▶ _Written problem a_: Reproduce the part of the listing that runs from its first line through the line containing "Target: woman with floral backpack", including both of those lines, without changing anything.

▶ _Excerpt to read_:
In a turbulent business environment, the problem arises of ensuring the resilience at work in order to cope with unexpected threats, restore productivity, proactively overcome risks and variability of work processes, gaps in coordination of actions, and create the potential for advanced development based on anticipation. Against the backdrop of extensive research into individual and organizational resilience resources, there has been little research into group resilience factors, among which shared leadership and the compatibility of mental models of group members stand out. Objective: to evaluate the contributions of shared leadership and mental model compatibility as predictors of group resilience. Hypotheses: shared leader- ship and compatibility of members’ mental models have a positive effect on group resilience. Sample: 213 employees of Russian organizations. Methods: Team Resilience Scale; Shared Leadership Inventory in Teams (SPLIT); mental model compatibility scale. Analysis: normal distribution test, correlation (Pearson) and regression analysis; structural equation modeling (AMOS). Results: interrelations between indicators of shared leadership and compatibility of mental models with indicators of group resilience were found (0.43–0.77, padj < 0.01). Predictors of group resilience are indicators of shared leadership (in relationships, in change, and in external communications), as well as a general indicator of the compatibility of mental models. The compatibility of mental models does not have a significant direct effect on the resilience of groups, but at the same time it has a positive effect on resilience through shared leadership — 0.69, which plays the role of a mediator. Shared leadership has a direct positive effect on group resilience — 0.92. The impact of mental model compatibility on resilience occurs when shared leadership emerges from group dynamics, allowing a shared mental model to be used for teamwork. Shared leadership is a priority that interventions should focus on to develop teams in organizations.

▶ _Written problem b_: Translate this sentence from the abstract on group resilience into Spanish: "Shared leadership has a direct positive effect on group resilience — 0.92."

(Records from a dataset)

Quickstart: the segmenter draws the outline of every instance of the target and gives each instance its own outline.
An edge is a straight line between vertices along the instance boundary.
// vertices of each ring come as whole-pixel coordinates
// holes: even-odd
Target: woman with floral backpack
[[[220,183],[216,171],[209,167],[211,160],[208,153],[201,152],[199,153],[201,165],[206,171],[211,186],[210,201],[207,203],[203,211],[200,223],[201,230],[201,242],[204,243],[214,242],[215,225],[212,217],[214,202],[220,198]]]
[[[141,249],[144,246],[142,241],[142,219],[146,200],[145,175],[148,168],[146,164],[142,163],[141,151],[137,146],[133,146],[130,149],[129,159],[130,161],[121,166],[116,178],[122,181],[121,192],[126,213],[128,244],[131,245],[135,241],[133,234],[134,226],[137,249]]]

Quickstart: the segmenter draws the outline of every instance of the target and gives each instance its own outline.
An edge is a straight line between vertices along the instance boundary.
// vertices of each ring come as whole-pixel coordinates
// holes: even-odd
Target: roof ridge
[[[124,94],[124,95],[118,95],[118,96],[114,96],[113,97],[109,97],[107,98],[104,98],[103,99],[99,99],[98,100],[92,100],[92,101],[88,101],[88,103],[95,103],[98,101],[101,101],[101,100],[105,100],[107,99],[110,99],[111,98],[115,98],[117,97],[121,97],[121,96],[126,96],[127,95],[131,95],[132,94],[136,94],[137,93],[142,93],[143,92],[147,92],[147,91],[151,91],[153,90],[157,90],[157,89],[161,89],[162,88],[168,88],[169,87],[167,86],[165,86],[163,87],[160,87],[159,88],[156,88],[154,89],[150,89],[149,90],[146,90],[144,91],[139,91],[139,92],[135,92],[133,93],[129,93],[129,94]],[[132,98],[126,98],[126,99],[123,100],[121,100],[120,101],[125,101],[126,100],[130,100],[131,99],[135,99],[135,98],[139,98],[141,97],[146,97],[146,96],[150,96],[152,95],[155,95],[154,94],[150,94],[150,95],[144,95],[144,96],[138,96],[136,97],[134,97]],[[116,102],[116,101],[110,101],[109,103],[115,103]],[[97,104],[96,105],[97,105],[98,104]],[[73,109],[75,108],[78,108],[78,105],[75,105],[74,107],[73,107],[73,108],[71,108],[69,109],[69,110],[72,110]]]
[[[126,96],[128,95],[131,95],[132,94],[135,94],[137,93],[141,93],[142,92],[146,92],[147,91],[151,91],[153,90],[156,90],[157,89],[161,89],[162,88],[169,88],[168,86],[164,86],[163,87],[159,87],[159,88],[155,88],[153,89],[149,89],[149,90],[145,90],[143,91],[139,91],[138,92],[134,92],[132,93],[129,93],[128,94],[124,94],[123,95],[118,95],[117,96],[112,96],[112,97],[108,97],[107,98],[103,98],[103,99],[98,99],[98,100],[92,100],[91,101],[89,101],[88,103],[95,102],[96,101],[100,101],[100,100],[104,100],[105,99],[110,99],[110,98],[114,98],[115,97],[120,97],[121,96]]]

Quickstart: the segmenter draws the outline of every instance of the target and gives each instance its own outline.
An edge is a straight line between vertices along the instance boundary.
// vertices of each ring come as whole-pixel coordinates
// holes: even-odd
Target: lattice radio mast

▶ _Worked answer a_:
Quickstart: the segmenter draws the outline of every instance of the target and gives each instance its own outline.
An edge is a straight line between vertices along the instance boundary.
// vertices of each ring come as whole-pixel coordinates
// holes: even-odd
Target: woman with floral backpack

▶ _Worked answer b_: El liderazgo compartido tiene un efecto positivo directo sobre la resiliencia del grupo — 0.92.